» **Instruction**
Take everything from "A reviewer flagged green grass" down to "426, 641, 539]]" and write it out again, switching "green grass" to "tall grass" and leaving all else unchanged.

» **Data supplied**
# # # # #
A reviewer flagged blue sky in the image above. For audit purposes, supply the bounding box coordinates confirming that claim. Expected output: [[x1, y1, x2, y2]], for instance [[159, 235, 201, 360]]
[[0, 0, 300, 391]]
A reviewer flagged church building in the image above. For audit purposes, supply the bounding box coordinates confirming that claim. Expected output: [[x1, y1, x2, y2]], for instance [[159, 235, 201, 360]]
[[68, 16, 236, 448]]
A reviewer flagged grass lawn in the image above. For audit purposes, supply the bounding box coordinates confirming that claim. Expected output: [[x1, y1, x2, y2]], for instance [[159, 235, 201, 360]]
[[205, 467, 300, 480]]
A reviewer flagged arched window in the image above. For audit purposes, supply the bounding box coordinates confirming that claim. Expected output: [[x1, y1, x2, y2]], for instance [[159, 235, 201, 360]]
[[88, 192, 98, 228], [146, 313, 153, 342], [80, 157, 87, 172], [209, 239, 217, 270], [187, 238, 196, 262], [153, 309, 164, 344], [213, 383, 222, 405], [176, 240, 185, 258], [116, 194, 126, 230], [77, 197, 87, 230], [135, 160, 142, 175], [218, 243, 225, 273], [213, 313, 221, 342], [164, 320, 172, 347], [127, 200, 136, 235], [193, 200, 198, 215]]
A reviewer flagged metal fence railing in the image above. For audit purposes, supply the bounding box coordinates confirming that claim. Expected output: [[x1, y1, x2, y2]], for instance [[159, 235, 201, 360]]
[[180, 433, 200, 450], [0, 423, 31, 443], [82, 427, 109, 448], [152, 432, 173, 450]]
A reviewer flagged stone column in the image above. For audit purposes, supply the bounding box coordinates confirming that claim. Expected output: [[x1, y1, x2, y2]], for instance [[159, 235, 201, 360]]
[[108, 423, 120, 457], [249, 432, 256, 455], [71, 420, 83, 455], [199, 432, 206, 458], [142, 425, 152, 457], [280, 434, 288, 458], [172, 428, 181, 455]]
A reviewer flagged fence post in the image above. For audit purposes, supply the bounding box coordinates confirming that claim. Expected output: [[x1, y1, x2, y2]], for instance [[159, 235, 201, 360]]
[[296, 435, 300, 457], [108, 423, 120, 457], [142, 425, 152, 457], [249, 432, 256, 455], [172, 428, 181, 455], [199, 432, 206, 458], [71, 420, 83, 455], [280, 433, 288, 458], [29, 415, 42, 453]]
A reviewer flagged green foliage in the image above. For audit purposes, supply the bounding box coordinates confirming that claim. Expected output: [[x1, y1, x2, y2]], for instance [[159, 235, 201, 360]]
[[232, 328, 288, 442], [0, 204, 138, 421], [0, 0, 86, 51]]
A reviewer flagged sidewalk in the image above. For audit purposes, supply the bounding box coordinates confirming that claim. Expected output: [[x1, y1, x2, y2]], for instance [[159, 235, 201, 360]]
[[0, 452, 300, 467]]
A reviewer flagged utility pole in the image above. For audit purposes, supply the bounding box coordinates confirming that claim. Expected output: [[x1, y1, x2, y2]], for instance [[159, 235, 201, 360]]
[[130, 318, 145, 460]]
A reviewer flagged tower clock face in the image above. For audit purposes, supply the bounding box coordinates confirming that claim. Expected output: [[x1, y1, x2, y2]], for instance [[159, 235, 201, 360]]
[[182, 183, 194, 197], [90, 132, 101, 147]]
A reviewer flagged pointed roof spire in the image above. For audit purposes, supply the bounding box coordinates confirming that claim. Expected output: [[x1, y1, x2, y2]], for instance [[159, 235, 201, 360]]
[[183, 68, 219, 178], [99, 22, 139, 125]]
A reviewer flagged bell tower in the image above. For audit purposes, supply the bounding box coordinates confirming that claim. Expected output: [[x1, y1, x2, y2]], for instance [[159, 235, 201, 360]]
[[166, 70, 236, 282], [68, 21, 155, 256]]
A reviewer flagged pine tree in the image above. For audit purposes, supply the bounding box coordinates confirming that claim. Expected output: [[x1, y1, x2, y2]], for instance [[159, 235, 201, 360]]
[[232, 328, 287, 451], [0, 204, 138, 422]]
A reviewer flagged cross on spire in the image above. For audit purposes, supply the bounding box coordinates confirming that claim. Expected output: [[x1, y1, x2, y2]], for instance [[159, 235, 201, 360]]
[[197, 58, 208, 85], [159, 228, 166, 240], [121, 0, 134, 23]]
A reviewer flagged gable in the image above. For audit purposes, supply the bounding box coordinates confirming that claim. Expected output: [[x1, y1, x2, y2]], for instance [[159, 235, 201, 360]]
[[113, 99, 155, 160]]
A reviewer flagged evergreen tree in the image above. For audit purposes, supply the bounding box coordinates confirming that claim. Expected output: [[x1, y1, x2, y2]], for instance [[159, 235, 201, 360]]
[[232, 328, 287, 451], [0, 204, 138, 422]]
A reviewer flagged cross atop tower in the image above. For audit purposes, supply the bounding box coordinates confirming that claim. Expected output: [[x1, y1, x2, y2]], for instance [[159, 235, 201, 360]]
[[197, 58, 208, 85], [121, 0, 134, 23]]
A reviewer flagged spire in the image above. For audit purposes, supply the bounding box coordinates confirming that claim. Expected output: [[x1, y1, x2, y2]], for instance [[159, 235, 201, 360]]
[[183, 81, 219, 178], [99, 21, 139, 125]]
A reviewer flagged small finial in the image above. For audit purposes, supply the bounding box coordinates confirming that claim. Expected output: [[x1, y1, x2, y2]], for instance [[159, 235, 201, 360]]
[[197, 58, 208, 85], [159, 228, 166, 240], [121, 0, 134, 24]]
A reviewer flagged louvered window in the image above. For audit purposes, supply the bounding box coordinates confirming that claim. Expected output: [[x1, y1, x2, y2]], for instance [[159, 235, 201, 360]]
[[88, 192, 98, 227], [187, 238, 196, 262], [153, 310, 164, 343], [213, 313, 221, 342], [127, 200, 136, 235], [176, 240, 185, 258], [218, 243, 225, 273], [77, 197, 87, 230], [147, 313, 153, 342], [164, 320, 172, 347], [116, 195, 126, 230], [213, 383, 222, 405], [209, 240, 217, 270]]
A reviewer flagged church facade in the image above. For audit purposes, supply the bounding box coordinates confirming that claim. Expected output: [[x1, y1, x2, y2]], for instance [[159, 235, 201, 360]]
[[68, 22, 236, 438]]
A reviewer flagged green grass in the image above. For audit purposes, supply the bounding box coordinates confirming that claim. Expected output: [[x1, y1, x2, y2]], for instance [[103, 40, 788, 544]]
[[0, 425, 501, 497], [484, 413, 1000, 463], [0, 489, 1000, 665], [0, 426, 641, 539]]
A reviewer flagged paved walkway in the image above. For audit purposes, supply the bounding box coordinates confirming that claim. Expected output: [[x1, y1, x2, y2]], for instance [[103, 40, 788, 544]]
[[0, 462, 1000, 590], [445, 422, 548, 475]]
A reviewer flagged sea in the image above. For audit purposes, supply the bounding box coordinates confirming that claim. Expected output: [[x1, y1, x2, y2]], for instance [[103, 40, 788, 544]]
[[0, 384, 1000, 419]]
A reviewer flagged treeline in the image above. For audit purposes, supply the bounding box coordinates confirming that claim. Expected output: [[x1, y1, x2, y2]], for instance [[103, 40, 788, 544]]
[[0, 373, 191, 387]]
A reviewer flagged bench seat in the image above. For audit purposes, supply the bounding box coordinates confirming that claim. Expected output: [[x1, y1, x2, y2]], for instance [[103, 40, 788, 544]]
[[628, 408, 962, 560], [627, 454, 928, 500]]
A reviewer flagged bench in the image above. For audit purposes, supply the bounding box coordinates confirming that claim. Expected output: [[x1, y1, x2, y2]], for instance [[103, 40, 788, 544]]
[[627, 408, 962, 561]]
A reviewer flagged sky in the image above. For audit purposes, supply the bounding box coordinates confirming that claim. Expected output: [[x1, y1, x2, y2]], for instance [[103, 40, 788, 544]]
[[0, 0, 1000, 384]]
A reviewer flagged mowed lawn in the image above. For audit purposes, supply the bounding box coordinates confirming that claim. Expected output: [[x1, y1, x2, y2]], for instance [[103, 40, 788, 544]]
# # # # #
» **Task solution**
A reviewer flagged tall grass in the image above. For audit purposes, supply the bounding box coordinates confirming that claim. Expected output: [[x1, y1, x2, y2]], for instance [[103, 40, 788, 544]]
[[0, 425, 501, 497], [484, 413, 1000, 463], [0, 489, 1000, 665], [0, 426, 641, 539]]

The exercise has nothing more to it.